■ **Aim of the exercise**: Retype every one of the following items line for line, with no changes.

■ **Available records**:
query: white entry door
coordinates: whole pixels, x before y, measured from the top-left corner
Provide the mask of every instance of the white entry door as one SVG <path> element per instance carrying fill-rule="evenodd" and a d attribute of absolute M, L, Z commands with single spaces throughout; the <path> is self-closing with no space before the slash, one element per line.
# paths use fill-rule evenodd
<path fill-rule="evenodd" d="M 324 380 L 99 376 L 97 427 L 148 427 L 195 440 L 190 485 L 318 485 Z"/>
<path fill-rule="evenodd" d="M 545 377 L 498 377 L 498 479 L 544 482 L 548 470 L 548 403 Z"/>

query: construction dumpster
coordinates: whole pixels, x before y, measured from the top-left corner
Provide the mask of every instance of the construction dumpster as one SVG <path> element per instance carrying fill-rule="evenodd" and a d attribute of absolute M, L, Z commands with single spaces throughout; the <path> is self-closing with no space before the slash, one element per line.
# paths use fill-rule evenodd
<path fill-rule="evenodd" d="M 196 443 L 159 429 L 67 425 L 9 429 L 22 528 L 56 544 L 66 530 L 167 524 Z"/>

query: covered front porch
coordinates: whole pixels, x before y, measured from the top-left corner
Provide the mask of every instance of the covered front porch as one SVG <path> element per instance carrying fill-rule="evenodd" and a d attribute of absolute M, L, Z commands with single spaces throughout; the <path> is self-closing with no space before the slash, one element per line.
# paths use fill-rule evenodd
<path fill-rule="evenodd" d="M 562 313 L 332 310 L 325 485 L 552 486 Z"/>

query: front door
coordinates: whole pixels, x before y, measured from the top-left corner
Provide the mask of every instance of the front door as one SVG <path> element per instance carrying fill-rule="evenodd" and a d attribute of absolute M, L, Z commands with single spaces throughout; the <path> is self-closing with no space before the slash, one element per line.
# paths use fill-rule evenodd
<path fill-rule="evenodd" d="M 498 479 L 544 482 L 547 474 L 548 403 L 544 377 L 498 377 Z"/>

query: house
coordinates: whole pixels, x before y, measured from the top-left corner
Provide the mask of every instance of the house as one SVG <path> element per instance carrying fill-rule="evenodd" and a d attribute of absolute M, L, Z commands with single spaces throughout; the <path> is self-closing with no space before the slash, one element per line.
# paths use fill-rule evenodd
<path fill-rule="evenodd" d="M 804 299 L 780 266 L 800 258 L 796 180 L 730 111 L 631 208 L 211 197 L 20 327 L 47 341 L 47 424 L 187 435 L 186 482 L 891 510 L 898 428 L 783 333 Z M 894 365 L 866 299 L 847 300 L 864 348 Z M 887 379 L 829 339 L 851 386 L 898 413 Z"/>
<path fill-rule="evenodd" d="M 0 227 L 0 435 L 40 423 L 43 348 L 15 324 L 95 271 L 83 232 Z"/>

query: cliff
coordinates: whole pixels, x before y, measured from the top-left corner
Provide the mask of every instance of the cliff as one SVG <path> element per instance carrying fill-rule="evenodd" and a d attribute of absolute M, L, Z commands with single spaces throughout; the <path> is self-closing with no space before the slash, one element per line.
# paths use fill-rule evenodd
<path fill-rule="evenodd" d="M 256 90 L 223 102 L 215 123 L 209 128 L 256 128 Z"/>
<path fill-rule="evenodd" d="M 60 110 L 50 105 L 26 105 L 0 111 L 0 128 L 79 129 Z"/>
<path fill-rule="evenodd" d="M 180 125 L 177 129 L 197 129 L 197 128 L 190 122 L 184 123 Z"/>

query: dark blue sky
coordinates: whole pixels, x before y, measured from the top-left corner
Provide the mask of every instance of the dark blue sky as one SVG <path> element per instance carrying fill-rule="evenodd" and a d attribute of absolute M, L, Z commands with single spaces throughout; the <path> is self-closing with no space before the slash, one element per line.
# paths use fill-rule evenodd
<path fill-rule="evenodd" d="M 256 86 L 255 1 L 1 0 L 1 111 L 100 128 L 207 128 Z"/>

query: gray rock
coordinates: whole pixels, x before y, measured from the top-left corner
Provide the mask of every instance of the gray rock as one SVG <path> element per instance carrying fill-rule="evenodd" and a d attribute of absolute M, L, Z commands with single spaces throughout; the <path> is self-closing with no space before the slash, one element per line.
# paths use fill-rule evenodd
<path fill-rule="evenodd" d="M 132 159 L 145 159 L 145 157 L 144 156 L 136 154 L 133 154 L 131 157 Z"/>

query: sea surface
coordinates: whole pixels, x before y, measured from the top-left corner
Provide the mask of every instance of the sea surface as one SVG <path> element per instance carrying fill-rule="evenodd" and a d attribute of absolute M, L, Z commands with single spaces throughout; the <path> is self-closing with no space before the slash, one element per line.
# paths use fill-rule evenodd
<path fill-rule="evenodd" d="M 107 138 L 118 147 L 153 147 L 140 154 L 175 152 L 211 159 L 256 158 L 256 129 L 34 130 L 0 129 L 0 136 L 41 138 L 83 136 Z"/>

■ **Output of the exercise**:
query: white entry door
coordinates: whole pixels, x before y, measured from the top-left corner
Provide the mask of every instance of the white entry door as one SVG <path> element per instance carrying fill-rule="evenodd" and a d attribute of absolute M, L, Z commands with single spaces throughout; the <path> is self-closing with no space before the slash, one element per line.
# paths use fill-rule evenodd
<path fill-rule="evenodd" d="M 324 380 L 99 376 L 97 427 L 148 427 L 195 440 L 190 485 L 318 485 Z"/>
<path fill-rule="evenodd" d="M 545 377 L 498 377 L 498 479 L 544 482 L 548 470 L 548 403 Z"/>

query: construction dumpster
coordinates: whole pixels, x before y, measured from the top-left corner
Provide the mask of every instance of the construction dumpster as one SVG <path> element per instance carrying fill-rule="evenodd" and a d attribute of absolute M, L, Z commands with single spaces throughout; the <path> is self-closing with no space before the slash, one element per line.
# paths use fill-rule evenodd
<path fill-rule="evenodd" d="M 196 443 L 159 429 L 67 425 L 9 429 L 22 528 L 56 544 L 66 530 L 167 524 Z"/>

query: covered front porch
coordinates: whole pixels, x before y, measured from the top-left corner
Provide the mask of every instance of the covered front porch as one SVG <path> element per instance carrying fill-rule="evenodd" and a d attribute of absolute M, L, Z commands with single spaces throughout; the <path> is self-closing with no space before the slash, one element per line.
# paths use fill-rule evenodd
<path fill-rule="evenodd" d="M 562 313 L 332 310 L 325 485 L 552 486 Z"/>

query: front door
coordinates: whole pixels, x before y, measured from the top-left corner
Provide the mask of every instance of the front door as one SVG <path> element per instance carrying fill-rule="evenodd" and a d attribute of absolute M, L, Z commands with single spaces throughout; the <path> is self-closing with no space before the slash, one element per line.
# paths use fill-rule evenodd
<path fill-rule="evenodd" d="M 498 479 L 544 482 L 547 474 L 548 403 L 544 377 L 498 377 Z"/>

query: house
coordinates: whole pixels, x before y, measured from the top-left corner
Provide the mask of every instance of the house as one SVG <path> element per instance carrying fill-rule="evenodd" and a d attribute of absolute M, L, Z commands with single spaces throughout; the <path> is self-closing with no space before the slash, one element per line.
# paths use fill-rule evenodd
<path fill-rule="evenodd" d="M 804 299 L 780 266 L 800 258 L 796 180 L 730 111 L 631 208 L 211 197 L 20 327 L 47 341 L 47 424 L 187 435 L 186 482 L 891 510 L 898 428 L 783 333 Z M 894 365 L 866 299 L 847 300 L 864 348 Z M 887 379 L 829 339 L 851 386 L 898 413 Z"/>
<path fill-rule="evenodd" d="M 0 227 L 0 435 L 40 423 L 43 348 L 15 324 L 95 271 L 83 232 Z"/>

query: cliff
coordinates: whole pixels, x before y, measured from the top-left corner
Provide the mask of every instance of the cliff as one SVG <path> element per instance carrying fill-rule="evenodd" and a d attribute of absolute M, L, Z commands with single spaces throughout; the <path> is self-closing with no space before the slash, one element per line.
# paths use fill-rule evenodd
<path fill-rule="evenodd" d="M 256 90 L 223 102 L 215 123 L 209 128 L 256 128 Z"/>
<path fill-rule="evenodd" d="M 60 110 L 50 105 L 26 105 L 0 111 L 0 128 L 79 129 Z"/>
<path fill-rule="evenodd" d="M 180 125 L 177 129 L 197 129 L 197 128 L 190 122 L 184 123 Z"/>

query: dark blue sky
coordinates: whole pixels, x before y, measured from the top-left corner
Provide the mask of every instance of the dark blue sky as one SVG <path> element per instance carrying fill-rule="evenodd" and a d attribute of absolute M, L, Z commands with single spaces throughout; the <path> is self-closing with no space before the slash, one element per line.
# paths use fill-rule evenodd
<path fill-rule="evenodd" d="M 256 86 L 255 1 L 1 0 L 1 111 L 100 128 L 207 128 Z"/>

query: gray rock
coordinates: whole pixels, x before y, measured from the top-left corner
Provide the mask of every instance of the gray rock as one SVG <path> element per instance carrying fill-rule="evenodd" and a d attribute of absolute M, L, Z commands with single spaces throughout; the <path> is self-closing with no space before the slash, one element per line.
# paths use fill-rule evenodd
<path fill-rule="evenodd" d="M 132 159 L 145 159 L 145 157 L 144 156 L 136 154 L 133 154 L 131 157 Z"/>

query: sea surface
coordinates: whole pixels, x before y, measured from the top-left corner
Provide the mask of every instance of the sea surface as one SVG <path> element per instance carrying fill-rule="evenodd" and a d attribute of absolute M, L, Z commands with single spaces throughout; the <path> is self-closing with no space before the slash, one element per line.
# paths use fill-rule evenodd
<path fill-rule="evenodd" d="M 107 138 L 118 147 L 153 147 L 140 154 L 175 152 L 211 159 L 256 158 L 256 129 L 34 130 L 0 129 L 0 136 L 41 138 L 83 136 Z"/>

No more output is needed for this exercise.